- [Work instruction]:
Copy the passage on online reactions to the death toll word for word, beginning at "The top comments" and stopping after "releasing these numbers.".

The top comments on Weibo, underneath a post about the death toll by state media outlet Xinhua, all spoke out in support of authorities releasing these numbers.

“It’s good to seek truth from facts, I hope the deceased can rest in peace and condolences to those left behind,” the most popular comment said, with another saying: “The country really did all they could and paid a high price to protect the largest number of people possible.”

“Open and transparent,” was another recurring reply within the comment section, which was controlled and only displayed the comments that were selected by Xinhua (“以下为博主精选评论”).

On TikTok (Douyin), the topic also attracted online discussions, with some threads less controlled than the Xinhua one, such as one underneath a post by the China Business Newspaper (华商报): “This number only counts hospital [deaths], there’s still those who died at home. I hope there’s no illness in heaven,” one Douyin user wrote, another one adding: “This data is not clear. Going back home to the countryside, the whole journey to the county town, there were really too many funerals.”

- [Data for review]:
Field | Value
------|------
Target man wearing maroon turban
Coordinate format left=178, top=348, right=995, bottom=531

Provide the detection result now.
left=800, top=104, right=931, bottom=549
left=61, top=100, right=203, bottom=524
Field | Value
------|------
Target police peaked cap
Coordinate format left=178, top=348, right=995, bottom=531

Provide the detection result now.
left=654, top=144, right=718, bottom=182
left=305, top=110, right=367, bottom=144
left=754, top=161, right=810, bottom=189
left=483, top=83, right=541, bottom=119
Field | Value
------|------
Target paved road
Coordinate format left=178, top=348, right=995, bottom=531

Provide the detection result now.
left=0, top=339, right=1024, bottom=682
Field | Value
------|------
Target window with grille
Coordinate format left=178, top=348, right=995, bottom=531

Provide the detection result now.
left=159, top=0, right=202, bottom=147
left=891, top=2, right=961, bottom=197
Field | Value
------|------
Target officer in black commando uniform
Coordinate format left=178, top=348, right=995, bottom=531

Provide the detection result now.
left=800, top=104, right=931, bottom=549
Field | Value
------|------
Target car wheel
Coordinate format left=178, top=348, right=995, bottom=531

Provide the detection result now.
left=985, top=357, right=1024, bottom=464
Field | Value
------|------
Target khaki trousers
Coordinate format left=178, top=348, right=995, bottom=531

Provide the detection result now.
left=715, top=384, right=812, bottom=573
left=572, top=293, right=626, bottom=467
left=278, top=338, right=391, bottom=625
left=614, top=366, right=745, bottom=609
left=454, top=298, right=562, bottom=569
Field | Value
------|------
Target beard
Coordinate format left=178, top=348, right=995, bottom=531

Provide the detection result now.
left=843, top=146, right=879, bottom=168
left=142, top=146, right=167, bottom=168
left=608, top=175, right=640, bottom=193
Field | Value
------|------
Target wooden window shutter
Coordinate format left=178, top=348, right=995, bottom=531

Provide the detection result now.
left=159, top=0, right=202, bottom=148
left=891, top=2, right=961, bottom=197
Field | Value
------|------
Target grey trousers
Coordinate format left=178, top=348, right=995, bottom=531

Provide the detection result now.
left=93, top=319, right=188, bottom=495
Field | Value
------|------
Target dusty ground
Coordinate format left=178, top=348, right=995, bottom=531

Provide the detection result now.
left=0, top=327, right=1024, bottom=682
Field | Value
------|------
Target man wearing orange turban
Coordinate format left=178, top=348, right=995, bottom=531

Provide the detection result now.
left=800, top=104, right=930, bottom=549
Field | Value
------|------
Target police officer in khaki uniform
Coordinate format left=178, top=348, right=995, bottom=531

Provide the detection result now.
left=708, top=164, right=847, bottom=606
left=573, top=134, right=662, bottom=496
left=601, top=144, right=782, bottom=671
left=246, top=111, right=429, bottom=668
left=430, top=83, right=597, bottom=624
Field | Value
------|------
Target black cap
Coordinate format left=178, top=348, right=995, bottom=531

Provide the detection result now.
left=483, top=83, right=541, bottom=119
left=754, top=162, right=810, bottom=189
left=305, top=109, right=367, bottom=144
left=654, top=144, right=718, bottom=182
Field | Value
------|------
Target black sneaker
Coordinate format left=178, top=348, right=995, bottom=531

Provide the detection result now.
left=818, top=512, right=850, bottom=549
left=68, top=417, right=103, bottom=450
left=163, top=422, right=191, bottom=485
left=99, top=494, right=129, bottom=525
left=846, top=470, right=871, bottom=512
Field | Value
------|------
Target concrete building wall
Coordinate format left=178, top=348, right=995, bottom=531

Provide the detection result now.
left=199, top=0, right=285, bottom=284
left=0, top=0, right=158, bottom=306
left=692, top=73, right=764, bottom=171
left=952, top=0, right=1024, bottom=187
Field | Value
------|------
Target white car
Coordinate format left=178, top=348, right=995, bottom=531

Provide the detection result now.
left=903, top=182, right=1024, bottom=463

---

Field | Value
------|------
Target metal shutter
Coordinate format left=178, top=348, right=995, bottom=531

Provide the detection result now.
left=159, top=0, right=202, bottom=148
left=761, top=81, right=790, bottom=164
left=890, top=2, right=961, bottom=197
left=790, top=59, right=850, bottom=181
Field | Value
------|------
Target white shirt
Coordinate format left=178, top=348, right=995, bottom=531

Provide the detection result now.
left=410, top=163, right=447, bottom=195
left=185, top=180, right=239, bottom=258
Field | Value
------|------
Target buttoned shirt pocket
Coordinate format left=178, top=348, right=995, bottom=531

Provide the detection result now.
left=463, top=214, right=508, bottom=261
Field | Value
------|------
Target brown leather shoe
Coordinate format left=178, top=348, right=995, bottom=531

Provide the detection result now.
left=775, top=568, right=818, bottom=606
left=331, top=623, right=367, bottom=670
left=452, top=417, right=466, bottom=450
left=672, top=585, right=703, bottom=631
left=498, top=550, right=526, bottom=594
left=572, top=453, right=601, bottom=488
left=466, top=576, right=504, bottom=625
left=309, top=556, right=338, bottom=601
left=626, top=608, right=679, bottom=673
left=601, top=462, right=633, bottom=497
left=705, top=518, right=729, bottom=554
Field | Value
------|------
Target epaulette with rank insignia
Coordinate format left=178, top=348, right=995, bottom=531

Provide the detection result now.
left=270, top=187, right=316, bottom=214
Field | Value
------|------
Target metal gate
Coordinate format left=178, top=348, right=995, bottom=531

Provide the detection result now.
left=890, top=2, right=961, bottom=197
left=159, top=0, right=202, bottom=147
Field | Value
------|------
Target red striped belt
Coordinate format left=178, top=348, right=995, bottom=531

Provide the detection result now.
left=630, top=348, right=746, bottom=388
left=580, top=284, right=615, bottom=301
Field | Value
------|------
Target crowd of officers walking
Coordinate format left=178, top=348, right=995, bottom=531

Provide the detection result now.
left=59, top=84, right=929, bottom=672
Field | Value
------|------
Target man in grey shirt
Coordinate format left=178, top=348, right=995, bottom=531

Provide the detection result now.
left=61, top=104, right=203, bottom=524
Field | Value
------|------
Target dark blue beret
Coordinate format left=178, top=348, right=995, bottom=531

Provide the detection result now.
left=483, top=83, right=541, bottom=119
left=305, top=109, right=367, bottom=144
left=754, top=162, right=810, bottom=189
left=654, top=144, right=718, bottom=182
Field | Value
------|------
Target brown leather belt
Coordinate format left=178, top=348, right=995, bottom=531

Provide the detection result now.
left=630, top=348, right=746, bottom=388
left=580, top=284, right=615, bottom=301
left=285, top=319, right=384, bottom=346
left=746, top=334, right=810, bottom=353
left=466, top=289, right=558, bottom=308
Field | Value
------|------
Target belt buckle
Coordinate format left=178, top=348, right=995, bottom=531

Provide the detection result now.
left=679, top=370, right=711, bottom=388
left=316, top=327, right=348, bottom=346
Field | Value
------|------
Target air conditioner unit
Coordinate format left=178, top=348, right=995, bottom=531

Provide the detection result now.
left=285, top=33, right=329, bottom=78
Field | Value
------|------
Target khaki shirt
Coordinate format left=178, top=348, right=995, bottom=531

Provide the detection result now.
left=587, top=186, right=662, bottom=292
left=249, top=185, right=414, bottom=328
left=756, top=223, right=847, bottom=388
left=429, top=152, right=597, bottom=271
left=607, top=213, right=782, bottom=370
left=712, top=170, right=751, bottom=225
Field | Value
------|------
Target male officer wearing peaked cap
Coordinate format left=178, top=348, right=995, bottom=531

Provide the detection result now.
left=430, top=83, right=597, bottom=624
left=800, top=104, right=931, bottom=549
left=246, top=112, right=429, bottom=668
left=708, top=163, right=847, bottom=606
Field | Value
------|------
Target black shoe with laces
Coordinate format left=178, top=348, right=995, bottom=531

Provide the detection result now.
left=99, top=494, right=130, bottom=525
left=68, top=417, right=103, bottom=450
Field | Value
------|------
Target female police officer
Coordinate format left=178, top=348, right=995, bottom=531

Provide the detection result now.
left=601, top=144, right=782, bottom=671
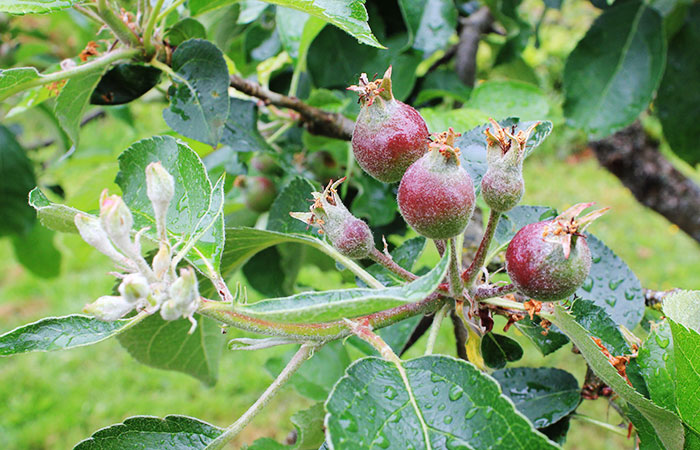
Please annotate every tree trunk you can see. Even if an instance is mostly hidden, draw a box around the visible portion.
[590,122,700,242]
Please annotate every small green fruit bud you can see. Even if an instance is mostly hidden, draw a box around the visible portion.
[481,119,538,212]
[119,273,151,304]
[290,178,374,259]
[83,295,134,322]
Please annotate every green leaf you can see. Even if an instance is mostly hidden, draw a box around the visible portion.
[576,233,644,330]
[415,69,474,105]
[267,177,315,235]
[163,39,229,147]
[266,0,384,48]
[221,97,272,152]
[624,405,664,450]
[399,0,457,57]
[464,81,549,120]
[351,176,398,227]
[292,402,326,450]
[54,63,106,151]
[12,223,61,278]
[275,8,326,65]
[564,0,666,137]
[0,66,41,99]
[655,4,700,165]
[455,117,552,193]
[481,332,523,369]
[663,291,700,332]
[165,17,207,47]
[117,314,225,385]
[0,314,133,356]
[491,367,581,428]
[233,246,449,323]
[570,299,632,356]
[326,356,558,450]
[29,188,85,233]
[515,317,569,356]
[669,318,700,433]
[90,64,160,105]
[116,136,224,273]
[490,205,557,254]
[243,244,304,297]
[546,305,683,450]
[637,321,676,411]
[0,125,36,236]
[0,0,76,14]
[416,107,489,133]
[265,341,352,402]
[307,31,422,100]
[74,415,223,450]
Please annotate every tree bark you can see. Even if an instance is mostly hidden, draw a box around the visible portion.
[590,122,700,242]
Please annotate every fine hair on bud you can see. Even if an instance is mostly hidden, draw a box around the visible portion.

- [Exercise response]:
The top comments on Weibo, underneath a post about the death toll by state media outlet Xinhua, all spoke out in support of authorities releasing these numbers.